§ **Task requirements**
Rewrite the rows from the line containing "Each instance of the overcast" through the line containing "pixel 191 364", both included, as a JSON list of strings with one string per line and blank lines omitted.

§ **Records provided**
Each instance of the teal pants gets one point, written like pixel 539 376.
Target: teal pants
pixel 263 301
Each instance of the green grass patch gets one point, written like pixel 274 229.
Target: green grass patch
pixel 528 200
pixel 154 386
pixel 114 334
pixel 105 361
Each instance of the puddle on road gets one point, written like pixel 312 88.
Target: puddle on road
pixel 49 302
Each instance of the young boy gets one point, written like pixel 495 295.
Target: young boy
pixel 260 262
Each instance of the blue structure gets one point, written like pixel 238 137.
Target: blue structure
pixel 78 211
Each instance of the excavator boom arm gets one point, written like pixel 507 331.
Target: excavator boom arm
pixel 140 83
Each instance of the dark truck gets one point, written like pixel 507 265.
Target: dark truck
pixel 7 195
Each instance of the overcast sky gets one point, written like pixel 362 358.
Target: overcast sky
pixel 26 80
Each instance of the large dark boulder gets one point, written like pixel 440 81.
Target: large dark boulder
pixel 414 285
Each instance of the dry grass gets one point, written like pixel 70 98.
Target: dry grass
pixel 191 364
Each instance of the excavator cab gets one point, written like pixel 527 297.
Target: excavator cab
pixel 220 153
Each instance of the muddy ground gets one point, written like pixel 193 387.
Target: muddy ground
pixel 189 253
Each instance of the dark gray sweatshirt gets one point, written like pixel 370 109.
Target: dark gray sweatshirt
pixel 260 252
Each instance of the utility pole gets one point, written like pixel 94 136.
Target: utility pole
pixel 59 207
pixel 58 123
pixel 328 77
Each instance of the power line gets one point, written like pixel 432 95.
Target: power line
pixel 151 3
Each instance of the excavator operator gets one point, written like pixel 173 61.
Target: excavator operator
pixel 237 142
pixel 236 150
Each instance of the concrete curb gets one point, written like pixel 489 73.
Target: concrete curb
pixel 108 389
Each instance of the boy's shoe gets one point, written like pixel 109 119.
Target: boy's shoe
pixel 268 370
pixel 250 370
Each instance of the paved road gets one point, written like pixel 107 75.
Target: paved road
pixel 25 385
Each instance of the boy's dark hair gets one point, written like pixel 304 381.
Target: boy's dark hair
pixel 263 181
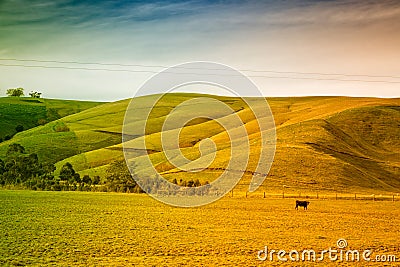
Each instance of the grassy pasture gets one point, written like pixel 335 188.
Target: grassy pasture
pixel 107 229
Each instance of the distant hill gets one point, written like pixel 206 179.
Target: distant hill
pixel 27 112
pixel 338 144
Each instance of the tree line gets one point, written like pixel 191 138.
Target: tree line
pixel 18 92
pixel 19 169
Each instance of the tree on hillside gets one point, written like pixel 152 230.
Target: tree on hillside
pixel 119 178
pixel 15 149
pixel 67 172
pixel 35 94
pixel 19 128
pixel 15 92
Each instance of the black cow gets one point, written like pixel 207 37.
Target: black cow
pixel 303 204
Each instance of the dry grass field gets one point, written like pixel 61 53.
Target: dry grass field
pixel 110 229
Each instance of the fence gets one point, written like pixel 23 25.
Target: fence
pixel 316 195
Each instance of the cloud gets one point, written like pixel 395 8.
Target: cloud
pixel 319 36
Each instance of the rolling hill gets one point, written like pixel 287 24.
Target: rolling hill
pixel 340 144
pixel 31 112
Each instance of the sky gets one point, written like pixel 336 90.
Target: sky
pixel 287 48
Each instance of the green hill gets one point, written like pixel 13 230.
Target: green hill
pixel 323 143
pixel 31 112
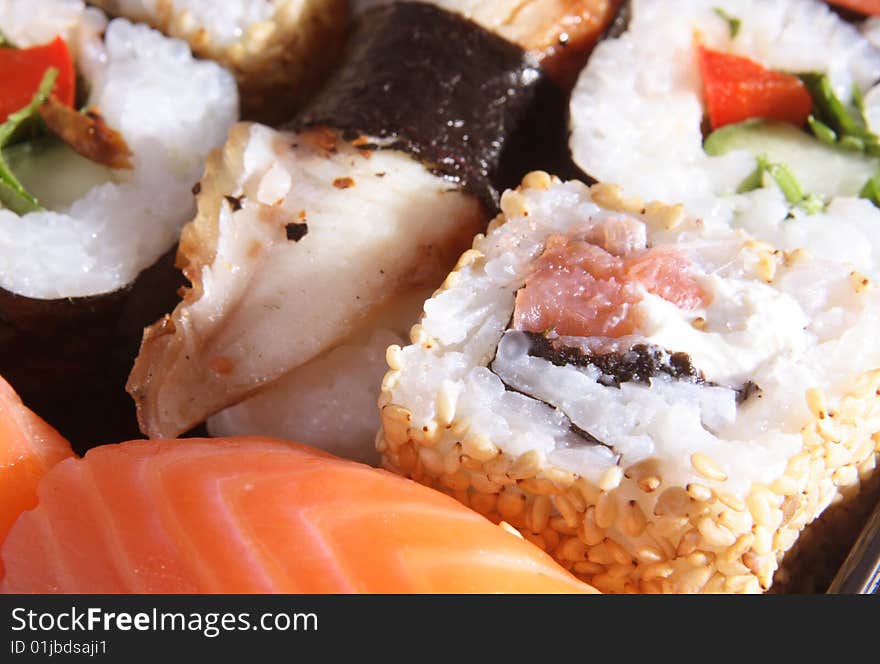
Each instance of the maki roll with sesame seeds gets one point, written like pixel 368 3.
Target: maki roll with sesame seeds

* * *

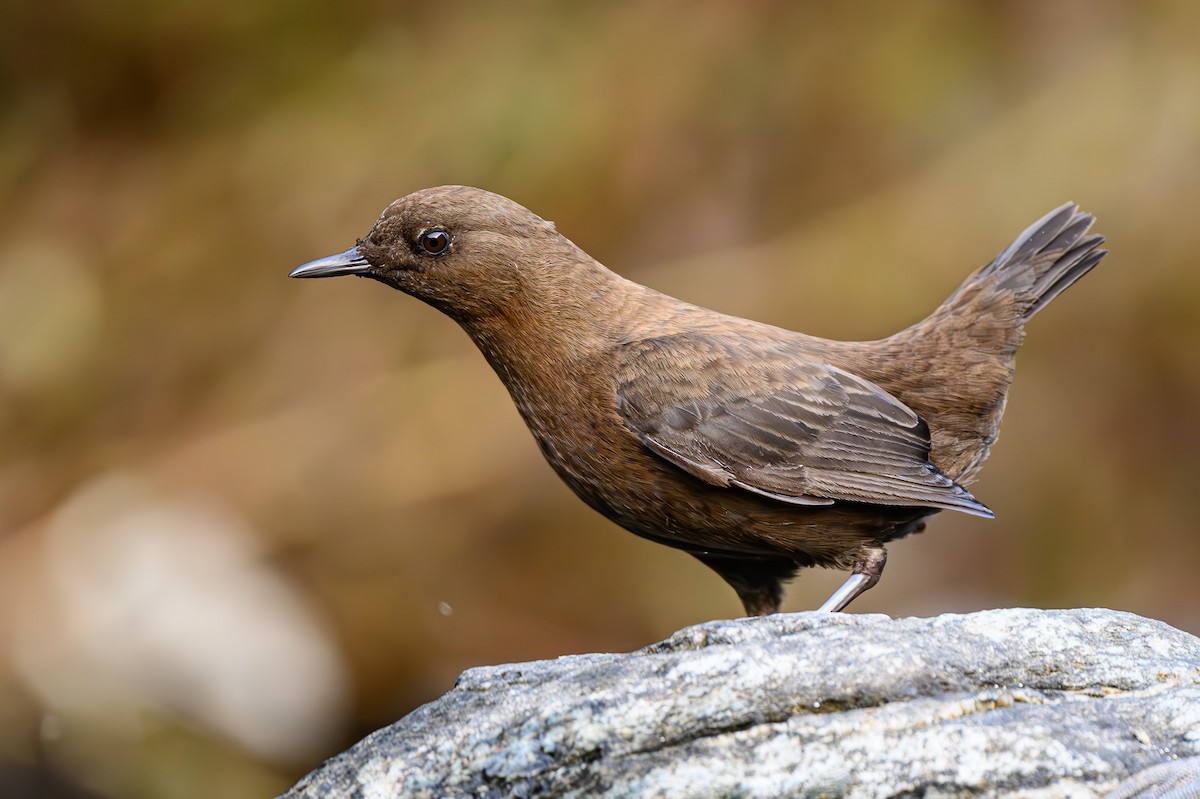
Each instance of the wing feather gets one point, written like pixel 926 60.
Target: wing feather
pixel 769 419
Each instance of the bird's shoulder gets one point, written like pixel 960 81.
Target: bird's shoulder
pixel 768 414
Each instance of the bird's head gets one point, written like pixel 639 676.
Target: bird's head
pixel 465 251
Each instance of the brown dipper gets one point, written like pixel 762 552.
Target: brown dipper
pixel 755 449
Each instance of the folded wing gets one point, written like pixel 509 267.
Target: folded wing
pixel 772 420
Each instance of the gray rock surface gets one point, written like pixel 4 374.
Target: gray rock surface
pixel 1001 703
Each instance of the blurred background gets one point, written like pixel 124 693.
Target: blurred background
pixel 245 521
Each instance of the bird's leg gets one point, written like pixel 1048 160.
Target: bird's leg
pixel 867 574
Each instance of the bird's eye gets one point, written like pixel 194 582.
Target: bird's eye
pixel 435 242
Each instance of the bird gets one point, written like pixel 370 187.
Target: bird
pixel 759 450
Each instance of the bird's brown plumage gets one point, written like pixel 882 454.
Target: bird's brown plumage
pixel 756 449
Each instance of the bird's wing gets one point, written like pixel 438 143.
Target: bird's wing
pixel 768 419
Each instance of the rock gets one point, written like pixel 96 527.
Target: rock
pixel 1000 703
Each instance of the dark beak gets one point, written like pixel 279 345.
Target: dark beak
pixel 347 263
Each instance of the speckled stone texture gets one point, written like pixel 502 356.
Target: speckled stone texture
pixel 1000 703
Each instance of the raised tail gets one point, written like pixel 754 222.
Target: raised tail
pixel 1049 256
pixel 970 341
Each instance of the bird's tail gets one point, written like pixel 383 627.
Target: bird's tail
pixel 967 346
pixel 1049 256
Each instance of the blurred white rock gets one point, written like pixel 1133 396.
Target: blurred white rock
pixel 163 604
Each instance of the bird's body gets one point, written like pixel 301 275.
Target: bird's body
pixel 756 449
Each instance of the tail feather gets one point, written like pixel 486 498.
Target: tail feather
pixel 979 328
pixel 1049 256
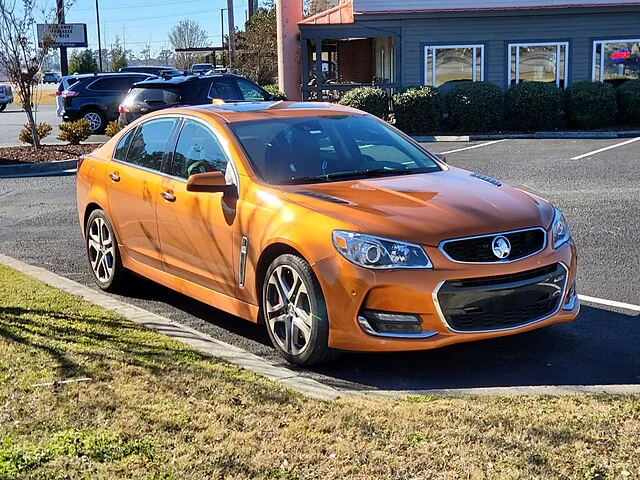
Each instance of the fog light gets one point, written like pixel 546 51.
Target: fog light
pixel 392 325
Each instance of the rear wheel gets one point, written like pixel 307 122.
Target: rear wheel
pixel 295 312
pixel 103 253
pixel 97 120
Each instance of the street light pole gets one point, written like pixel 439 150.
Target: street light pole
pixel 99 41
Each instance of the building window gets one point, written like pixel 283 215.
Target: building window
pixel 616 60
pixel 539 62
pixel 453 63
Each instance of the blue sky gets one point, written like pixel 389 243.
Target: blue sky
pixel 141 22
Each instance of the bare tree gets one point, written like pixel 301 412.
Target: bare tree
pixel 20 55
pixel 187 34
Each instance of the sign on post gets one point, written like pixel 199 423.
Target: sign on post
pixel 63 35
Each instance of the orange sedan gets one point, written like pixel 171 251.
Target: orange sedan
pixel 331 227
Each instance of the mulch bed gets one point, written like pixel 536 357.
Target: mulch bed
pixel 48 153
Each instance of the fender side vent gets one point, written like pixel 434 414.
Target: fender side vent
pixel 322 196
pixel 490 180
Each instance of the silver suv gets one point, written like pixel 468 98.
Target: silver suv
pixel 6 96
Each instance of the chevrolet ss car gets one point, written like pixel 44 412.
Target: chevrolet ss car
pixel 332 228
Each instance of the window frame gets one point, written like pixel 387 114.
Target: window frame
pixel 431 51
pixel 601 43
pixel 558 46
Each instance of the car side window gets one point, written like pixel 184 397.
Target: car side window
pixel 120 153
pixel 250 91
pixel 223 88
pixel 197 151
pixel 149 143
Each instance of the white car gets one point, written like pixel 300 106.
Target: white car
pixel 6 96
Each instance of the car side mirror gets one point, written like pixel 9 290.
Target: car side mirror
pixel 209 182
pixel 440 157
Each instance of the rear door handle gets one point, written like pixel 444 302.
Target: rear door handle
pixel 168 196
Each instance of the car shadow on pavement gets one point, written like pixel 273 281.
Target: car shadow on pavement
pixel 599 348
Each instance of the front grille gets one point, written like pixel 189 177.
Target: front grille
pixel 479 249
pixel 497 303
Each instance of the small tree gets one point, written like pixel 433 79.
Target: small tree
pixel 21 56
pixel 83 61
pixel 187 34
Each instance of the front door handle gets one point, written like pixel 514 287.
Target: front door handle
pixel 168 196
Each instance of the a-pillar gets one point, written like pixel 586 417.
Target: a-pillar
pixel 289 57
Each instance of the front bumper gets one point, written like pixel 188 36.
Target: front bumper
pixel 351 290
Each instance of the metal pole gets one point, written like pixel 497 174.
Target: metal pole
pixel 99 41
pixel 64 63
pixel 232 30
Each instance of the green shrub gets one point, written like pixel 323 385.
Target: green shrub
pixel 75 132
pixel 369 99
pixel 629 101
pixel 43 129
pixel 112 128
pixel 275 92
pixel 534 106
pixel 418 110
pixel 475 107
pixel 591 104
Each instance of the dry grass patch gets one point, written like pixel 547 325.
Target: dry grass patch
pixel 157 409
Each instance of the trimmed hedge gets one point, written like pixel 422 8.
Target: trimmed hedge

§ **The completed task**
[
  "Each instance of the overcast sky gets one point, written like pixel 362 358.",
  "Target: overcast sky",
  "pixel 26 80",
  "Each instance of the large dark boulder gets one point, written like pixel 440 81.",
  "Target: large dark boulder",
  "pixel 414 285",
  "Each instance of the dry grass gets one point, written like pixel 70 98.",
  "Target: dry grass",
  "pixel 191 364"
]